## [Required tasks]
• a. Please return the passage of the KNIME JSON post below between "I am trying to simply" and "integrity between queries.", inclusive, copied word for word.
• b. Write the next part of the KNIME JSON post below, continuing on from its final sentence.

## [Selected text]
★ ★ ★ ★ ★ ★ ★

KNIME JSON Challenges...

All:

First, let me say that I know this is not a new topic. I have read the multiple other posts on this, downloaded the sample workflows to try to make it work, and haven’t been able to achieve my goal through trying:

  • JSON to Table Node
  • The Ungroup Node
  • JSON Path Node
  • Converting JSON to XML and using XPATH

What I am trying to do seems very simple and common for processing JSON, but I can’t seem to make it work right. I have data in the form below:

I am trying to simply have a flat table output with the following columns:

  • season
  • seasonType
  • week
  • poll
  • rank
  • school
  • conference
  • firstPlaceVotes
  • points

The multiple levels of hierarchy in the JSON are complicating retaining the integrity across my rows as I need to repeat season, seasonType, week, and poll for the more granular rank, school, conference, firstPlaceVotes, and points values. It seems the JSON Path Node was built to do this through collection queries, but when I try to use this I lose integrity between queries.

The answer may be very simple so apologies if I am “not getting it”, but I have spent hours on what should be a basic ETL challenge and remain unsuccessful. Can anyone help guide me as to what I am doing wrong?

★ ★ ★ ★ ★ ★ ★

## [Listed entries]
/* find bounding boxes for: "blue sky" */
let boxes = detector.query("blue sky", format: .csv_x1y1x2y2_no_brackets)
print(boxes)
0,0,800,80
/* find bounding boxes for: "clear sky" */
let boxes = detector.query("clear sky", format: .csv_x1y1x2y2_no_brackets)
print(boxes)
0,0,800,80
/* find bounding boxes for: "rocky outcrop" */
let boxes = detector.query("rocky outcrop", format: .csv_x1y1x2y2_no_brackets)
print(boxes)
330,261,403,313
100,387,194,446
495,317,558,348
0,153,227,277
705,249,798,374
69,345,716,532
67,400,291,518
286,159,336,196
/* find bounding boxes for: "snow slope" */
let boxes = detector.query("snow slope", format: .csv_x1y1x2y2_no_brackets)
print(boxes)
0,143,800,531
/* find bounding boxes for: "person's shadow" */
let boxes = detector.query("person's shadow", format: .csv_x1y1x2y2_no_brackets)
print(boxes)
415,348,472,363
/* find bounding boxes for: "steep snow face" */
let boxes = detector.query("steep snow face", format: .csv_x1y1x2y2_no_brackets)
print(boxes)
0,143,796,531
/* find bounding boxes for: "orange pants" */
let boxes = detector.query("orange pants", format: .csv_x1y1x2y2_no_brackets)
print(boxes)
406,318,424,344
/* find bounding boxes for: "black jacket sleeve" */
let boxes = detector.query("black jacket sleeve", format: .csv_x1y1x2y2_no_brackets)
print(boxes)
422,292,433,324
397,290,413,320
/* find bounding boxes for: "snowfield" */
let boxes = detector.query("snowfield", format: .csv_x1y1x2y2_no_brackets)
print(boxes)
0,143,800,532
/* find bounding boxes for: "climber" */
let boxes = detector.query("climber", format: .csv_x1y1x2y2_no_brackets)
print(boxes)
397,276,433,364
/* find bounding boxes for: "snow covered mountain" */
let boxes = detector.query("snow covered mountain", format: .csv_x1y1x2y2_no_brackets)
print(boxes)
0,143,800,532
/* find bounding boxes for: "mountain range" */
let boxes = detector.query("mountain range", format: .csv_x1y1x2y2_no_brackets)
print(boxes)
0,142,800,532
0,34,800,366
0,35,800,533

★ ★ ★ ★ ★ ★ ★

## [Answers by item number]
• a.
I am trying to simply have a flat table output with the following columns:

  • season
  • seasonType
  • week
  • poll
  • rank
  • school
  • conference
  • firstPlaceVotes
  • points

The multiple levels of hierarchy in the JSON are complicating retaining the integrity across my rows as I need to repeat season, seasonType, week, and poll for the more granular rank, school, conference, firstPlaceVotes, and points values. It seems the JSON Path Node was built to do this through collection queries, but when I try to use this I lose integrity between queries.

• b.
The actual data file is attached in case there are incorrect JSON structures I am not seeing which has been the issue in a number of other posts.

Ranking JSON Data File (93.8 KB)

Thanks in advance for any help on this.

Best…MV

Attached you’ll find a workflow which gives you the, hopefully, desired output. I have to admit that the workflow is very checky but it works. I would love to see other, more easy, approaches to get the desired output.

Hope the workflow helps though.

JSON_Reader.knwf (21.7 KB)

3 Likes

laaaarsi,

THANK YOU! This is exactly what I needed. After reviewing the approach, I see that you keep the integrity by getting everything (under the seasons column) and then use the JSON Path nodes to further parse that while the missing values nodes keep the repeated cells. Brilliant. I had it in my head that I should do the collection queries all from the source (separately) which is why I was losing the integrity.

Thanks again!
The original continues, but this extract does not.